**Consegna a**
Rispondi alle domande seguenti sul brano dedicato alla nascita del Movimento Moderno, riportato più avanti. Contrassegna le risposte con le stesse sigle.
(i) Quale guerra devastò l'Europa secondo il brano?
(ii) In quale paese le lotte operaie portarono all'affermazione del comunismo?
(iii) Quali architetti sono indicati come le ottime premesse da cui partì l'architettura art nouveau?

LA NASCITA DEL MOVIMENTO MODERNO
I primi due decenni del Novecento
furono caratterizzati da profonde crisi sociali e culturali che cambiarono,
ancora una volta, il volto dell’Europa: orribilmente devastata dalla Prima
Guerra Mondiale e scossa dalle lotte operaie che portarono all’affermazione del
comunismo in Russia.
Un’opera lenta e difficile di
ricostruzione -fisica e morale- non poteva non coinvolgere anche le arti e in
special modo l’architettura che, fra di esse, è da sempre quella più
concretamente legata alle esigenze di vita e di quotidianità della gente: la
committenza, il mondo della costruzione e della progettazione, messi di fronte
a nuovi compiti, dovevano necessariamente rinnovare il linguaggio
architettonico.
L’ultima importante esperienza architettonica prebellica era
stata quella dell’Art Nouveau che, di fatto, aveva superato in modo definitivo
il gusto classicista. Partita dalle ottime premesse di Horta, Wagner e
Olbrich, però, l’architettura art nouveau si era ben presto incagliata in un
nuovo e vuoto accademismo: all’iniziale liberazione dalle ormai inutili forme
della tradizione storicistica, infatti, aveva finito per sostituirsi la
meccanica riproduzione di forme sinuose e floreali, altrettanto arbitrarie di
quelle precedenti.

**Materiale estratto**

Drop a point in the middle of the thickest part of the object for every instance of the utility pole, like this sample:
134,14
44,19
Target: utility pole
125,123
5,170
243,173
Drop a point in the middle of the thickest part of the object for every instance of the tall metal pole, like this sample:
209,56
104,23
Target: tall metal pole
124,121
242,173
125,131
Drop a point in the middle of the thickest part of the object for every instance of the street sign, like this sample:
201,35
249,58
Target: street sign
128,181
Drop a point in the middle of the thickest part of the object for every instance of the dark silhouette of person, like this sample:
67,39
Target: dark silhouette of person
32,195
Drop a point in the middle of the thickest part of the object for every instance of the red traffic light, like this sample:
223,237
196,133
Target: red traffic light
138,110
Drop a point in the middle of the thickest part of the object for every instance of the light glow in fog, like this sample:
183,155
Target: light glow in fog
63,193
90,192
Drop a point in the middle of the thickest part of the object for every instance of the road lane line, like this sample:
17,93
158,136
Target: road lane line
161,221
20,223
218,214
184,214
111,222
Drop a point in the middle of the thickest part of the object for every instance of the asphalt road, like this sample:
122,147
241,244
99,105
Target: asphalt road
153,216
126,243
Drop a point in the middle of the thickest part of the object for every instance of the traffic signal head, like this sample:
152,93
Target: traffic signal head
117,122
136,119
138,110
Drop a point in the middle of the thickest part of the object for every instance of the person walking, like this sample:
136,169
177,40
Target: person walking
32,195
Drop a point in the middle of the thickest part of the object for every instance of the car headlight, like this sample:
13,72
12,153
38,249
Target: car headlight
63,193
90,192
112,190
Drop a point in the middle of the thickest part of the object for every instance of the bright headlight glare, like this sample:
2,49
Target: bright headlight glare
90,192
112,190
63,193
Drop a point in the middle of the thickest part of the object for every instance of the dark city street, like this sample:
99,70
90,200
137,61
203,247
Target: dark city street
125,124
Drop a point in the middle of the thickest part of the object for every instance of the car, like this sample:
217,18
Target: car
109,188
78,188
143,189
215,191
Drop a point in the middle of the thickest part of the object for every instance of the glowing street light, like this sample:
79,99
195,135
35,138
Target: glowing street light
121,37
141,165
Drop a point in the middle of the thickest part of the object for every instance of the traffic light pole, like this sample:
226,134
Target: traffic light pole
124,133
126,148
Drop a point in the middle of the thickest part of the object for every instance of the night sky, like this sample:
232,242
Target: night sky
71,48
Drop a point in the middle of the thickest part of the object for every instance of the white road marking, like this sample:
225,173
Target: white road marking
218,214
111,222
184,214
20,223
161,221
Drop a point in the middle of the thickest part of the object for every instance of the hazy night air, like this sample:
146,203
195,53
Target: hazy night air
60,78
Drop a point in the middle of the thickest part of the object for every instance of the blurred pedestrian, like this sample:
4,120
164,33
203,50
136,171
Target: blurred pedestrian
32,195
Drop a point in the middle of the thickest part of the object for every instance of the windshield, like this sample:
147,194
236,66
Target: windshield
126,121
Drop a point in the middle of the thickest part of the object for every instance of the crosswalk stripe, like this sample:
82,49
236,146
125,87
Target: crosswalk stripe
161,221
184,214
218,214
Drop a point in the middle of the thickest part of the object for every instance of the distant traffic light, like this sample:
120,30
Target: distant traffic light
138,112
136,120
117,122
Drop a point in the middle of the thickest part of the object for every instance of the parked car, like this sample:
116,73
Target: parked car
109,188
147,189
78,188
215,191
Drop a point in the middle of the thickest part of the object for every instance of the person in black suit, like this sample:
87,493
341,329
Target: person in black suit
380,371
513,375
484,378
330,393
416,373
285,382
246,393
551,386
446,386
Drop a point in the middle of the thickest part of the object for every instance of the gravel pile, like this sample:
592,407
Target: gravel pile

**Consegna b**
Ricopia, per favore, la parte dei record che parte dalla riga contenente "the person in" e arriva fino alla fine dei record, entrambi gli estremi inclusi.

**Risultato a**
(i) La Prima Guerra Mondiale.
(ii) In Russia.
(iii) Horta, Wagner e Olbrich.

**Risultato b**
Drop a point in the middle of the thickest part of the object for every instance of the person in black suit, like this sample:
87,493
341,329
Target: person in black suit
380,371
513,375
484,378
330,393
416,373
285,382
246,393
551,386
446,386
Drop a point in the middle of the thickest part of the object for every instance of the gravel pile, like this sample:
592,407
Target: gravel pile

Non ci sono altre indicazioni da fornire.